■ **Work to do**:
Copy the whole listing below word for word, omitting the pictures.

■ **Given data**:
━━━━
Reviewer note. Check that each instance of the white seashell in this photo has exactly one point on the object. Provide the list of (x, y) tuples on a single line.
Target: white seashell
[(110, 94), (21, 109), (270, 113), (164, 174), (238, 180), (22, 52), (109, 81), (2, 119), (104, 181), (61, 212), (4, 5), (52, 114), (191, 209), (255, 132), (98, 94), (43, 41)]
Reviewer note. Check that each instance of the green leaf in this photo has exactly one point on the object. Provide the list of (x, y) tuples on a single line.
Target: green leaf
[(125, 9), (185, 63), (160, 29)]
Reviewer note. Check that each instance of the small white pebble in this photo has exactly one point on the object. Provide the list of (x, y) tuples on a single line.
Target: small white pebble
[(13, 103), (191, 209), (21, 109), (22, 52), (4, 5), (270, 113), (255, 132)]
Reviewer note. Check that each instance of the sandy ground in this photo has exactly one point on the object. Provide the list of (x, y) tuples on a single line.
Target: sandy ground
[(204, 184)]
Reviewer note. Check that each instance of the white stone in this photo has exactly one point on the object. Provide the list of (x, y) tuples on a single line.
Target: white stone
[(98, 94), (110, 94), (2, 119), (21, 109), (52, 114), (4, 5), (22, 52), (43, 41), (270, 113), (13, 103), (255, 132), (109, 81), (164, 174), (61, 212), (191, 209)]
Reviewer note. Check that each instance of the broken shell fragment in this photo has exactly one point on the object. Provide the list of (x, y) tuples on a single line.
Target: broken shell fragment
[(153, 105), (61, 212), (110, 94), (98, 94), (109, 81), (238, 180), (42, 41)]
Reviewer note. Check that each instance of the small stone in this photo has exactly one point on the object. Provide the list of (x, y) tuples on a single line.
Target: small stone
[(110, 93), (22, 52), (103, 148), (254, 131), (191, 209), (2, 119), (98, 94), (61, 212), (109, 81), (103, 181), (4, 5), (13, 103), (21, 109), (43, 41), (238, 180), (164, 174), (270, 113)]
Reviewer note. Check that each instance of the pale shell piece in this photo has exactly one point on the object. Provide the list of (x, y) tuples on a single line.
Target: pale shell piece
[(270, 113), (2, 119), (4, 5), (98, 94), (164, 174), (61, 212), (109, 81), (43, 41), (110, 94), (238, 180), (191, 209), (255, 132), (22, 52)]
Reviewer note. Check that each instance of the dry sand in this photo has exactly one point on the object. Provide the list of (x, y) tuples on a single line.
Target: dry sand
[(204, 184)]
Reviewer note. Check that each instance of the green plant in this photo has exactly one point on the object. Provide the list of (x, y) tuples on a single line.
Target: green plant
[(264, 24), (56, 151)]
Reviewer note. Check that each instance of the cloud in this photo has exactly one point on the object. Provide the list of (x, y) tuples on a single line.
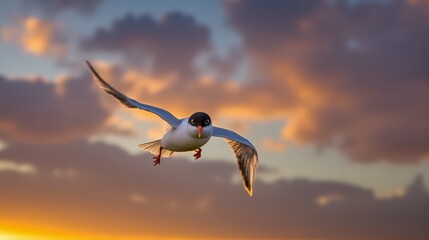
━━━━
■ **Correct answer**:
Reviewer note. Check that each instance of the white seashell in this photo has exactly one point on the object. Provide the list of (x, y) tuples on a single line.
Target: white seashell
[(110, 94), (21, 109), (270, 113), (164, 174), (238, 180), (22, 52), (109, 81), (2, 119), (104, 181), (61, 212), (4, 5), (52, 114), (191, 209), (255, 132), (98, 94), (43, 41)]
Reviewer note. Check that each instance of the green leaf in this photo has exactly one point on the object. Provide the list of (x, y) tuples on a single line.
Target: green leaf
[(125, 9), (185, 63), (160, 29)]
Reviewer note. Check that each instance of the small white pebble in this photo has exactly one point on the object. Provide the list of (x, y) tuples on a single line.
Target: small white pebble
[(13, 103), (191, 209), (21, 109), (22, 52), (4, 5), (270, 113), (255, 132)]
Reviewer note. Check that each instance of the sandy ground in this photo has exactly one point on the object. Provide the list of (x, y) tuples on a single line.
Target: sandy ground
[(204, 184)]
Reviewer note. Check that each instance of the white stone in this photo has exactly one point on the object. Provide the list of (x, y) tuples on a single line.
Target: white stone
[(98, 94), (110, 94), (2, 119), (21, 109), (52, 114), (4, 5), (22, 52), (43, 41), (270, 113), (13, 103), (255, 132), (109, 81), (164, 174), (61, 212), (191, 209)]
Reviewer note. Check that each instance of the broken shell fragment in this photo has exactly one point on the object. Provide the list of (x, y) tuples on a single line.
Target: broken shell fragment
[(153, 105), (61, 212), (110, 94), (98, 94), (109, 81), (238, 180), (42, 41)]
Reviewer note. Check that each instance of the small stone in this photo has exactly one point on the object. Provide the list of (x, y) tuples on a single line.
Target: small stone
[(110, 93), (22, 52), (103, 148), (254, 131), (191, 209), (2, 119), (98, 94), (61, 212), (109, 81), (103, 181), (4, 5), (13, 103), (21, 109), (43, 41), (238, 180), (164, 174), (270, 113)]
Reviewer note. Check that each instance of the pale shell piece in this photo has exactly one point on the object. Provide the list of (x, y) tuples on a single line.
Target: pale shell piece
[(270, 113), (2, 119), (4, 5), (98, 94), (164, 174), (61, 212), (109, 81), (43, 41), (110, 94), (238, 180), (191, 209), (255, 132), (22, 52)]
Reviewer note. Check that each instance of the dry sand in this photo has exactly one point on the object. Provide the list of (x, y) tuples on a single line.
Target: dry sand
[(204, 184)]
Reviewer note. Check that each instance of the green plant in this photo has exactly one point on the object. Provide the list of (x, y) tuples on a single line.
Target: green plant
[(264, 24), (56, 151)]
Reviewer note. Check that each instance of the cloud in this photo has exactly one point on the object. Provide the list of (x, y) tuples on a single line.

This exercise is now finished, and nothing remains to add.